*DATASET EXCERPTS*:
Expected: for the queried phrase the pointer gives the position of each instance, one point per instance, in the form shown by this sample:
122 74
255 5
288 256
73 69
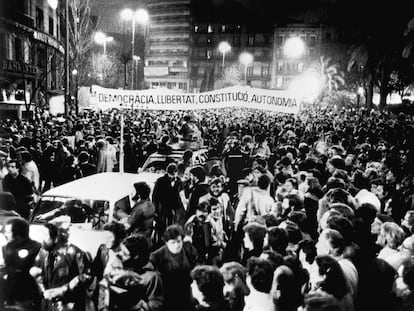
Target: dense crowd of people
308 212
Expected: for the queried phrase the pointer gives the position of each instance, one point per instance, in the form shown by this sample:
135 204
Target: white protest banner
165 99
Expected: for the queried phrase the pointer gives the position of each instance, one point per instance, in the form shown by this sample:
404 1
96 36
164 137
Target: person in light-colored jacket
254 201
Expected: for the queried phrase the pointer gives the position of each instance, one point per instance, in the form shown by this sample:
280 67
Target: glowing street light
294 47
224 47
102 38
245 59
140 16
307 86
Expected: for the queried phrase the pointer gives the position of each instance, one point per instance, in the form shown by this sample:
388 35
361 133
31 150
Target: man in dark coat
20 187
200 188
167 201
21 289
64 271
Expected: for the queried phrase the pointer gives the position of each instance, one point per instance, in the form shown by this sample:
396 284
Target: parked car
90 202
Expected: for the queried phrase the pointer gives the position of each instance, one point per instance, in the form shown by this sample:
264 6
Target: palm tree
331 77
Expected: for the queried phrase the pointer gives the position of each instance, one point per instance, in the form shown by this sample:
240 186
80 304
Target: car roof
103 186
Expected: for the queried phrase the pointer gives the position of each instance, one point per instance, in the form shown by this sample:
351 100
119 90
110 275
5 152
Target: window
39 18
3 46
250 40
182 86
312 40
279 81
51 26
18 49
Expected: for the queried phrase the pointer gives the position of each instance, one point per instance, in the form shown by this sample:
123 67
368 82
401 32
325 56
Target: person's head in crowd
341 174
330 277
17 229
235 286
273 257
216 171
344 226
198 174
291 184
216 186
379 188
13 167
407 222
344 209
294 233
334 163
278 239
330 242
26 157
259 275
172 171
173 238
202 211
138 251
216 211
57 234
285 289
142 191
187 155
320 301
263 182
116 233
254 235
292 202
306 251
207 286
299 218
391 235
7 201
241 185
334 183
313 187
83 157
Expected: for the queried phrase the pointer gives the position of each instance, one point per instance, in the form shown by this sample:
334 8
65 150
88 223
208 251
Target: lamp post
294 47
75 73
141 16
102 38
53 4
224 47
246 59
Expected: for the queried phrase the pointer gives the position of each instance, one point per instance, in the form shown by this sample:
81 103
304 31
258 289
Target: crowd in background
306 212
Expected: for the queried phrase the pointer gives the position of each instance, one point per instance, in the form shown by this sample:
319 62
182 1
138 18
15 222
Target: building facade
168 44
317 40
31 50
208 70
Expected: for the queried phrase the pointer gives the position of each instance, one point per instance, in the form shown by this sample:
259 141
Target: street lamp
75 73
246 59
294 47
53 4
224 47
102 38
140 16
360 92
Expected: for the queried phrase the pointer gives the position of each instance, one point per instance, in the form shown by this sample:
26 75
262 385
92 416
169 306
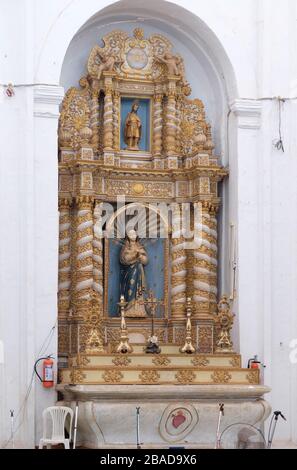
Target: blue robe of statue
132 279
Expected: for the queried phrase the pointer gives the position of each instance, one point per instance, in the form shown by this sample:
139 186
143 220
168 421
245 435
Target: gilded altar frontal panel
131 132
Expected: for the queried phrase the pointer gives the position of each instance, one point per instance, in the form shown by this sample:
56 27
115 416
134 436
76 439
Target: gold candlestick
188 346
124 347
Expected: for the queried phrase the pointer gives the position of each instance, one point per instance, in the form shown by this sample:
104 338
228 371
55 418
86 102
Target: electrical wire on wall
21 412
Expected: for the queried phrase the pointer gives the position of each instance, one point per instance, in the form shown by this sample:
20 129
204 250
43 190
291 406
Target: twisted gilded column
205 263
170 127
97 253
64 281
178 123
84 251
108 119
94 119
157 125
178 266
116 124
213 246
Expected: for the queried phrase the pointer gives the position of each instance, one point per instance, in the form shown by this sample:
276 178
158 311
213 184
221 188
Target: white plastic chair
58 415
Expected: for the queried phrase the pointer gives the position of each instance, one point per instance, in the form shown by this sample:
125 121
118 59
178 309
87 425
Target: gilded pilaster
170 118
213 237
84 252
64 281
178 266
108 111
94 119
97 254
157 125
116 124
205 263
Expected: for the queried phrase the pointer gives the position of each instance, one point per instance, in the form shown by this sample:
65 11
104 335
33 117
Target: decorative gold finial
224 321
188 346
138 33
124 346
94 343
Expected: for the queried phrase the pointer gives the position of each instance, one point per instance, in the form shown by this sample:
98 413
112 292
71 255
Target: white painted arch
192 19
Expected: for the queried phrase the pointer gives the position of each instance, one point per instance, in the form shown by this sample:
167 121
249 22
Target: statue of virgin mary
133 258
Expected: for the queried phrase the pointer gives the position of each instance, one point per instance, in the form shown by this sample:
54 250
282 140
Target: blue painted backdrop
144 114
154 272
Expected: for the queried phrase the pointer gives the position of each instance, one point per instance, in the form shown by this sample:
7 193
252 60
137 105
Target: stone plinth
170 415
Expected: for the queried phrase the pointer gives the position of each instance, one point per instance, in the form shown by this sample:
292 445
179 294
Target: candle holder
124 347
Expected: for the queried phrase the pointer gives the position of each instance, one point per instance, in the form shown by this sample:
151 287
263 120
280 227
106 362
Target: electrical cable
43 347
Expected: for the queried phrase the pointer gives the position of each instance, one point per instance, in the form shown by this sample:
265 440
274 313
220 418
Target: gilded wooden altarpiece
177 166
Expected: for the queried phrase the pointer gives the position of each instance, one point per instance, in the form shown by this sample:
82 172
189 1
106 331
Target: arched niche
208 68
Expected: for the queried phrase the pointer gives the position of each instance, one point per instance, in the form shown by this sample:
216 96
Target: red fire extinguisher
47 371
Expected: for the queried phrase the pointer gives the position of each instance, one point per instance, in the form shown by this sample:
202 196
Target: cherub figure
172 62
107 64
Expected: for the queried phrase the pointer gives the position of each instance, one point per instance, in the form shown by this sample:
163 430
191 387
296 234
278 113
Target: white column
45 230
244 212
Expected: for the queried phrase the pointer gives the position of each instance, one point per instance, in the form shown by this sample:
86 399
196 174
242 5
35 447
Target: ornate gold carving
138 188
127 188
149 376
235 362
188 346
185 376
82 360
200 361
224 321
221 377
161 361
253 377
112 376
94 343
205 339
124 346
121 361
75 114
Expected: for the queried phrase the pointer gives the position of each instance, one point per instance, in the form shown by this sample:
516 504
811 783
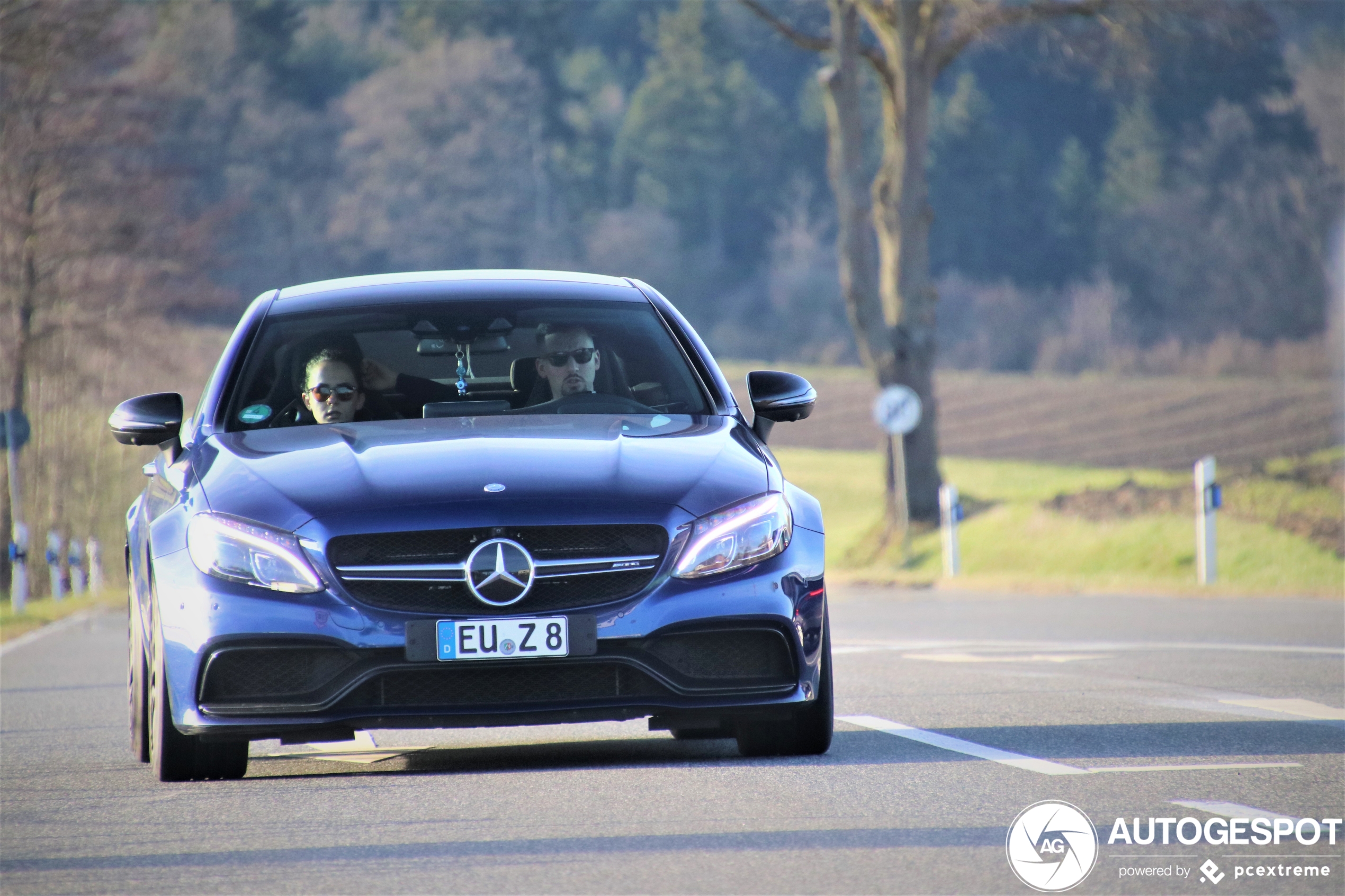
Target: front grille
542 542
545 597
744 655
521 684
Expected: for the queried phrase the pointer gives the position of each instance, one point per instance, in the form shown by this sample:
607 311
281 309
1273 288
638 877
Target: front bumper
361 677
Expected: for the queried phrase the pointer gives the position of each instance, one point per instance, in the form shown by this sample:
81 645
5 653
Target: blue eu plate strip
447 640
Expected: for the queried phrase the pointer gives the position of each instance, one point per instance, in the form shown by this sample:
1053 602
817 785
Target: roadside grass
1009 540
45 610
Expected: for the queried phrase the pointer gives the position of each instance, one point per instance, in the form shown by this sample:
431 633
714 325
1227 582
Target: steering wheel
287 415
591 403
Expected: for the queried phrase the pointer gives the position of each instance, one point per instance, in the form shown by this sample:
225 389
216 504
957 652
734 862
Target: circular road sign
21 435
898 410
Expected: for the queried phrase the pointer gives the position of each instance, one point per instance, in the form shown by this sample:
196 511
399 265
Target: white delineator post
95 553
19 568
54 546
1207 502
950 513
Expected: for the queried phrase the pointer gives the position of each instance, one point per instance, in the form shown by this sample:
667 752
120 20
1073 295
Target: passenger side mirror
778 398
148 420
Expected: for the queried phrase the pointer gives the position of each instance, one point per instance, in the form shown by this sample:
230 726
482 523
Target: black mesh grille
542 542
725 655
243 673
545 597
464 687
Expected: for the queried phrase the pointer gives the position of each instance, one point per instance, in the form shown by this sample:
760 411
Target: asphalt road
1051 685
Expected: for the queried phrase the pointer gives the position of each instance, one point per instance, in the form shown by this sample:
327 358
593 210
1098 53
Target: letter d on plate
447 640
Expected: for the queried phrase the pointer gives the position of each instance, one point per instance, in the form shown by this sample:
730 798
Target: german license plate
502 638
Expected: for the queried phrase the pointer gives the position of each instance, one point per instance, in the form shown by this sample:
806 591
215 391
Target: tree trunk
856 249
24 306
902 220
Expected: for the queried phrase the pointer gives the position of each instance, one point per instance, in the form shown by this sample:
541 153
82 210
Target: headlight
736 537
243 551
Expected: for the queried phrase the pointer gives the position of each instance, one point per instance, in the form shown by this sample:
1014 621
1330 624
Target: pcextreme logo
1052 847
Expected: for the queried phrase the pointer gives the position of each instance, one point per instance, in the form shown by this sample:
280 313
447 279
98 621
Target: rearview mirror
490 345
435 347
148 420
778 398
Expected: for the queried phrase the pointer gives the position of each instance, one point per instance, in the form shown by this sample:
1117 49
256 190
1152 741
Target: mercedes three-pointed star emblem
499 573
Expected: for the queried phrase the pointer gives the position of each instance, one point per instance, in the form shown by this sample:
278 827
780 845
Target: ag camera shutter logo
1052 847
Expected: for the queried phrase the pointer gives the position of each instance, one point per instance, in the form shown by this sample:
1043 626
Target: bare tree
884 233
89 231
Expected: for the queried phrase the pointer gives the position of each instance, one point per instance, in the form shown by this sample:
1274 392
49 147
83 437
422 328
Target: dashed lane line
1028 763
966 747
1294 707
849 647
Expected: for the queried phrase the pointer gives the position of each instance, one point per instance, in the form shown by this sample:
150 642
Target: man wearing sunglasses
567 359
333 391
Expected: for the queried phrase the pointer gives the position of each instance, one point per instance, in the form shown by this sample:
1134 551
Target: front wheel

*GIVEN REQUEST*:
Count the lines in the data above that contain the string "white", matching case exactly. Reply with the number alone.

*TASK OUTPUT*:
5